BEGIN Page

Discours du Ministre Reynders à l'occasion des journées diplomatiques
"The Arab Spring and its Aftermaths,
Opportunities or Challenges for Universal Values"
Address by H.E. Mr. Didier Reynders,
Deputy Prime Minister and Minister of Foreign Affairs,
Foreign Trade and European Affairs of the Kingdom of Belgium
on the occasion of the opening of the 2014 diplomatic days
Brussels, 3 February 2014
Gentlemen Special Representatives of the European Union,
Mr. the Personal Representative of the Secretary General of the League of Arab States,
Ladies and Gentlemen,
We have already entered the 4th year of what has been called “the Arab Spring”. Those developments in Europe's Southern neighbourhood have been a central concern on my agenda during my tenure as Foreign Minister. Given the importance I attach to the promotion and protection of human rights, as one of the two pillars of my foreign policy, I wanted to focus the opening of the 2014 diplomatic days on the impact of the changes in the Arab world on our common values.
We have the honour to have today 3 high-level guests who have been closely part of this process. I sincerely thank them for accepting my invitation. I wish a speedy and full recovery to Secretary General Nabil Al Araby with whom I have always had open and enriching exchanges. For having often talked to Stavros Lambrinidis and Bernardino Leon over the past months, I can already promise you a most riveting session this morning. But before giving them the floor, let me first start with some opening remarks reflecting my personal experience and thinking.

END Page

• Set of tasks:
#1 Answer these questions using the speech.
(a) In what city and on what date was the address given?
(b) Which year of the Arab Spring does the speech say has already begun?
(c) How many high-level guests does the speech say are present?
#2 Rename "diplomatic days" as "diplomatic conference" in the passage of the speech that begins at the words "Address by H.E." and stops after "our common values.", and give that passage again.

BEGIN Data

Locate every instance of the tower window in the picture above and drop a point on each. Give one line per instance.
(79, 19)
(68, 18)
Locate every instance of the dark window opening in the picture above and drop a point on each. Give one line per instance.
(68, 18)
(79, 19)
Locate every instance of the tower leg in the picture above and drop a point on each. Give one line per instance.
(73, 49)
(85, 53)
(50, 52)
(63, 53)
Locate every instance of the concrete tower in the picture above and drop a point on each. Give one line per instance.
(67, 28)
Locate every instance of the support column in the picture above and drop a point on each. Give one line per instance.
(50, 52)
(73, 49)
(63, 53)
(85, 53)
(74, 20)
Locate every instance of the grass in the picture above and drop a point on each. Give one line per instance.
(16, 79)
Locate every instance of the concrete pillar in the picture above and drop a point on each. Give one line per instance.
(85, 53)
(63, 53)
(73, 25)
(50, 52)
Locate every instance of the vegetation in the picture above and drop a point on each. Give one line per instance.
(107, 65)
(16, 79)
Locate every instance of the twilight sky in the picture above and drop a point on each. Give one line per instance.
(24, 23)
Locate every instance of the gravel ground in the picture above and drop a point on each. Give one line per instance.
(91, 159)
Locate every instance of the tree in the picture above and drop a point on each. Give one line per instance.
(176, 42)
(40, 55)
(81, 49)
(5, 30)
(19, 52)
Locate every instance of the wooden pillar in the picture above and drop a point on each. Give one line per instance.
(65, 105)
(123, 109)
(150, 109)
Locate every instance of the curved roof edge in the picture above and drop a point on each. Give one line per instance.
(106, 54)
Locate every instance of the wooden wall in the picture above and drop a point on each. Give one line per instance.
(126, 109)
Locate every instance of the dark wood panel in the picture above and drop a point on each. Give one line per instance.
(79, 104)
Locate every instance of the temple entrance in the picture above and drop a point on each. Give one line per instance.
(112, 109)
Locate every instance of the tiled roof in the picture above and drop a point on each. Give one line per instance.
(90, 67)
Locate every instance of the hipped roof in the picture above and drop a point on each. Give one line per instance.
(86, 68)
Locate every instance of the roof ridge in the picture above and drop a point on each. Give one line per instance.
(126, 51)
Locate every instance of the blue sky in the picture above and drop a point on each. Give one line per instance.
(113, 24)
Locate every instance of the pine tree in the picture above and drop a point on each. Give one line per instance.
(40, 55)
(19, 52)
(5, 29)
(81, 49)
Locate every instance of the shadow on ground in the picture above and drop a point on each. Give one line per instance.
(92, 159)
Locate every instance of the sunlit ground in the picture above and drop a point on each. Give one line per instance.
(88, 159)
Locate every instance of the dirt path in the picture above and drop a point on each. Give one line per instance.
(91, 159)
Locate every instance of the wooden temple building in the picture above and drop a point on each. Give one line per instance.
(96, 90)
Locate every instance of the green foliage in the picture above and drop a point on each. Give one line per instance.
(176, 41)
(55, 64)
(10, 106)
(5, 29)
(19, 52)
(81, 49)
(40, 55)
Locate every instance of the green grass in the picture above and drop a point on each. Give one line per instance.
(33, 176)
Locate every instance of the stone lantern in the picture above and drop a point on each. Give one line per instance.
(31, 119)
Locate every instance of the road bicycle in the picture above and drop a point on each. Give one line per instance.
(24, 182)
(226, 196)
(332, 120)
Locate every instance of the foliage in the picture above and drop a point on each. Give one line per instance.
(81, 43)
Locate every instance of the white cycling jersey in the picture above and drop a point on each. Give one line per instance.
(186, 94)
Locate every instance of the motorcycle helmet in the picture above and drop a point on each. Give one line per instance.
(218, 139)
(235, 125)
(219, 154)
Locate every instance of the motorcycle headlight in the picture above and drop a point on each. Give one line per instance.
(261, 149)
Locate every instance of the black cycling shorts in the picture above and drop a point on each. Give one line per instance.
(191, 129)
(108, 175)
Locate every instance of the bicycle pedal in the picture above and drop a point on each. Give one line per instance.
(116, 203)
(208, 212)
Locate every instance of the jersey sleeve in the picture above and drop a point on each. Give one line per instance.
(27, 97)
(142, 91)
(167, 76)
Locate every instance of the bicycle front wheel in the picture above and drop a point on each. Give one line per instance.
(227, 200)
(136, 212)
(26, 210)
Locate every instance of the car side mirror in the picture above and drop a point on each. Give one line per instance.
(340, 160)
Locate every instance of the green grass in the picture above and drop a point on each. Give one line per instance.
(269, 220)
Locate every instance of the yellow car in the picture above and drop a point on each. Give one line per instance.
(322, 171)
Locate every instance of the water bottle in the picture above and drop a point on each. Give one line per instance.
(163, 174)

END Data

• Results for each task:
#1
(a) Brussels, 3 February 2014
(b) The 4th year
(c) 3

#2
Address by H.E. Mr. Didier Reynders,
Deputy Prime Minister and Minister of Foreign Affairs,
Foreign Trade and European Affairs of the Kingdom of Belgium
on the occasion of the opening of the 2014 diplomatic conference
Brussels, 3 February 2014
Gentlemen Special Representatives of the European Union,
Mr. the Personal Representative of the Secretary General of the League of Arab States,
Ladies and Gentlemen,
We have already entered the 4th year of what has been called “the Arab Spring”. Those developments in Europe's Southern neighbourhood have been a central concern on my agenda during my tenure as Foreign Minister. Given the importance I attach to the promotion and protection of human rights, as one of the two pillars of my foreign policy, I wanted to focus the opening of the 2014 diplomatic conference on the impact of the changes in the Arab world on our common values.